▶ [TASK DIRECTIONS]: Two lines mark the range in the entries below: the one holding "Where can you spot the flower" and the one holding "Where can you spot the recessed". Set down those two and all lines between them, exactly.

▶ [EXCERPTED RECORDS]:
=== Begin Enclosure ===

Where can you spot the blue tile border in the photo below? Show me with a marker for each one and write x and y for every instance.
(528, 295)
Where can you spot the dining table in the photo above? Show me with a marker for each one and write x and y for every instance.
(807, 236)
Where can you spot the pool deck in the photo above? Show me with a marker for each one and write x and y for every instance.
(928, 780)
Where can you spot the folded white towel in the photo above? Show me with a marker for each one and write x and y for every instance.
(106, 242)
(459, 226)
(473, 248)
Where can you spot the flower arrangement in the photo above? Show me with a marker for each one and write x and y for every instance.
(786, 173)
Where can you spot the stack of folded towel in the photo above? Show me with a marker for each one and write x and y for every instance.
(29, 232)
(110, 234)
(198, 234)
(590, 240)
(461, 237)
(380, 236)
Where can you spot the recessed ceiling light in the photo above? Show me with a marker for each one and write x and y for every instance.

=== End Enclosure ===
=== Begin Enclosure ===

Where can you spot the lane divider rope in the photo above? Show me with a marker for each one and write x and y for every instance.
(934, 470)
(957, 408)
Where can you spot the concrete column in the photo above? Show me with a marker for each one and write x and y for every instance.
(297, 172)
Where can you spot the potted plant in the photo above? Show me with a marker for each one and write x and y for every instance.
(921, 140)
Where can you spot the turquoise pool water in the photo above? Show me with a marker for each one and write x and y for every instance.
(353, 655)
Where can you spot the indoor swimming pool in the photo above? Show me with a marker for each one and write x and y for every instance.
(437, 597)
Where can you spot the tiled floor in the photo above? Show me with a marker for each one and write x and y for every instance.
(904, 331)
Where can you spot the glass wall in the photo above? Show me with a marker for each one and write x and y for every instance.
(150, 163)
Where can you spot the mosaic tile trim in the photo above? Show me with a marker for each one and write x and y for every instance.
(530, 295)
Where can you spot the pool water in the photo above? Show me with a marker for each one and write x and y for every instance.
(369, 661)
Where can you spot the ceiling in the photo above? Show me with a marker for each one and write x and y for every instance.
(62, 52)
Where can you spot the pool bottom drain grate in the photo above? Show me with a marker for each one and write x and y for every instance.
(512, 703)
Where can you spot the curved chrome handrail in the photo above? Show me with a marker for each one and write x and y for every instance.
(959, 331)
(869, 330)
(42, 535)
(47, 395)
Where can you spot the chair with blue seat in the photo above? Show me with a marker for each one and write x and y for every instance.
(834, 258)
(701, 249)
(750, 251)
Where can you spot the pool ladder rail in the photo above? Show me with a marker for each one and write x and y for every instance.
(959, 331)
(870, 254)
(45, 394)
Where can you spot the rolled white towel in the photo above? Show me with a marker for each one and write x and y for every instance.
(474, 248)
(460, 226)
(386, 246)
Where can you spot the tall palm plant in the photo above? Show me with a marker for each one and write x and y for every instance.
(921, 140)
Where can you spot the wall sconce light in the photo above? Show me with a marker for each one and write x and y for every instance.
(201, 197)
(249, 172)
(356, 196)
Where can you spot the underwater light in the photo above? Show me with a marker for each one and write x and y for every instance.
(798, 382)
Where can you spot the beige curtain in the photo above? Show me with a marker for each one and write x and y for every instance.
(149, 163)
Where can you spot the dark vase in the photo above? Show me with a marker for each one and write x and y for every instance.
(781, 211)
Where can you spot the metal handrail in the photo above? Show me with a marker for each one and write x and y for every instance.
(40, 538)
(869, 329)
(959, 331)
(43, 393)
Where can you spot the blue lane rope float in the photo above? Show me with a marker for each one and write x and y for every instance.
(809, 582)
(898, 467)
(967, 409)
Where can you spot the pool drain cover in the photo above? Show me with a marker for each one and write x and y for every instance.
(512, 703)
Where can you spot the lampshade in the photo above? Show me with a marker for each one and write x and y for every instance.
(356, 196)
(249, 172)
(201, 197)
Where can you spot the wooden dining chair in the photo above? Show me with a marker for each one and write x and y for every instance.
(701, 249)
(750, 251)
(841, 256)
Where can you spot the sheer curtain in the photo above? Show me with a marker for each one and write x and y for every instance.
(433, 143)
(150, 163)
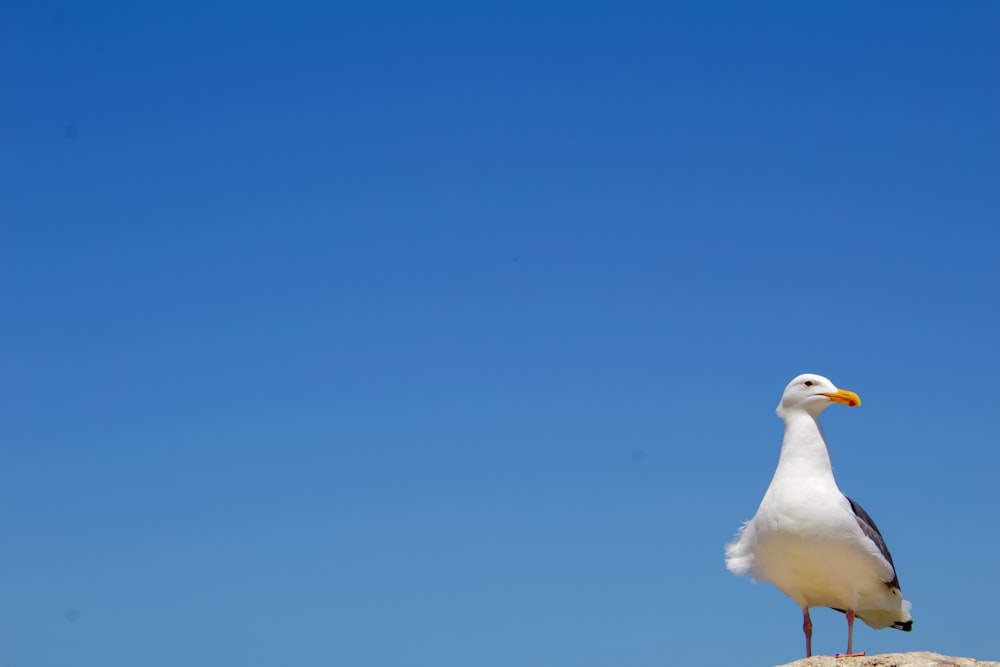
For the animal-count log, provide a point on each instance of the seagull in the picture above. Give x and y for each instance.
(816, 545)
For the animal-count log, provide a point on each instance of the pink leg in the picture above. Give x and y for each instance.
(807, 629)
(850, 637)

=== End Enclosure ===

▶ [EXERCISE OUTPUT]:
Where can you spot the flower arrangement in the photo above? Show me with a marker for each one and write x and y for every instance.
(786, 173)
Where can you spot the stack of folded towel in the photo above? Show me with a marker for each one and write x and y for every instance.
(29, 232)
(110, 234)
(198, 234)
(590, 240)
(461, 237)
(380, 236)
Where can you spot the recessed ceiling light in the photo above? Show me with a marker for each one and write x and y for every instance.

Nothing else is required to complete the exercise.